═══ Records to process ═══

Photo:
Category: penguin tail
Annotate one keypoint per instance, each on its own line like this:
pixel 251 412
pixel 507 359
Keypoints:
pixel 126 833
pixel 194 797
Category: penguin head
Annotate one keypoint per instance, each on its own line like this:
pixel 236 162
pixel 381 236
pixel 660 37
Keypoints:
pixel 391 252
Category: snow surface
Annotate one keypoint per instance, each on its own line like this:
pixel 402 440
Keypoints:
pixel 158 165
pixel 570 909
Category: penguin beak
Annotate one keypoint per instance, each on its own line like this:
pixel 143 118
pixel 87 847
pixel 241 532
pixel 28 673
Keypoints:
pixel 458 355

═══
═══ Records to process ═══

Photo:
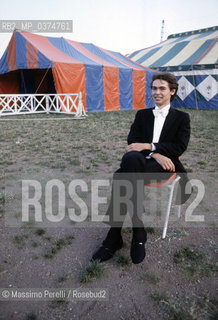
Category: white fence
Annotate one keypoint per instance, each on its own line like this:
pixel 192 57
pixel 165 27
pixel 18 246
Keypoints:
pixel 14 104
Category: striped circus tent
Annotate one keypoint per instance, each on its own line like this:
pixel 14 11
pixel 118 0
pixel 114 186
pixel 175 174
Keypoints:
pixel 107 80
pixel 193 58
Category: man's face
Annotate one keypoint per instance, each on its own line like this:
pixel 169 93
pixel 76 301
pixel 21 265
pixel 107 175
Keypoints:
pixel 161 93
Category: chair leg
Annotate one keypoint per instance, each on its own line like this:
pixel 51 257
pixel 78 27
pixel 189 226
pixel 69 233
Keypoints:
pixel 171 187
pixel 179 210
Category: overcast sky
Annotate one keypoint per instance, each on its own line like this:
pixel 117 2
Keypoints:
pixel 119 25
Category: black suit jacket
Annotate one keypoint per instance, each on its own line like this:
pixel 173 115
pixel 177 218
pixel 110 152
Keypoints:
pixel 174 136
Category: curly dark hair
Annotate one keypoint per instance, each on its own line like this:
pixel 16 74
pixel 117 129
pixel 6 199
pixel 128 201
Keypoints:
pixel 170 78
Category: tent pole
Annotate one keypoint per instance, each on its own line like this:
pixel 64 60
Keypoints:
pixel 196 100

═══

:: Written problem ::
Could you copy out the entries from the line with "Category: striped circus tent" to the line with "pixel 174 136", renaming "Category" to "Label" and keeping everything else the same?

:: Exercise output ::
Label: striped circus tent
Annotate one keypoint per instance, each on its own line like this:
pixel 14 11
pixel 118 0
pixel 114 186
pixel 175 174
Keypoints:
pixel 107 80
pixel 193 58
Label: man's face
Annotate one keypoint per instance, each on its own line like this:
pixel 169 93
pixel 76 301
pixel 21 265
pixel 107 175
Keypoints:
pixel 161 93
Label: chair leg
Annotate one keypoint per instance, each on its own line like this:
pixel 51 257
pixel 78 27
pixel 189 226
pixel 69 233
Keypoints:
pixel 171 187
pixel 179 210
Label: overcast sky
Annotate one keypoint per instance, each on its own line like this:
pixel 117 2
Keypoints:
pixel 119 25
Label: black suit jacket
Annotate one keypoint per instance, each on its own line like this:
pixel 173 115
pixel 177 218
pixel 110 152
Keypoints:
pixel 174 136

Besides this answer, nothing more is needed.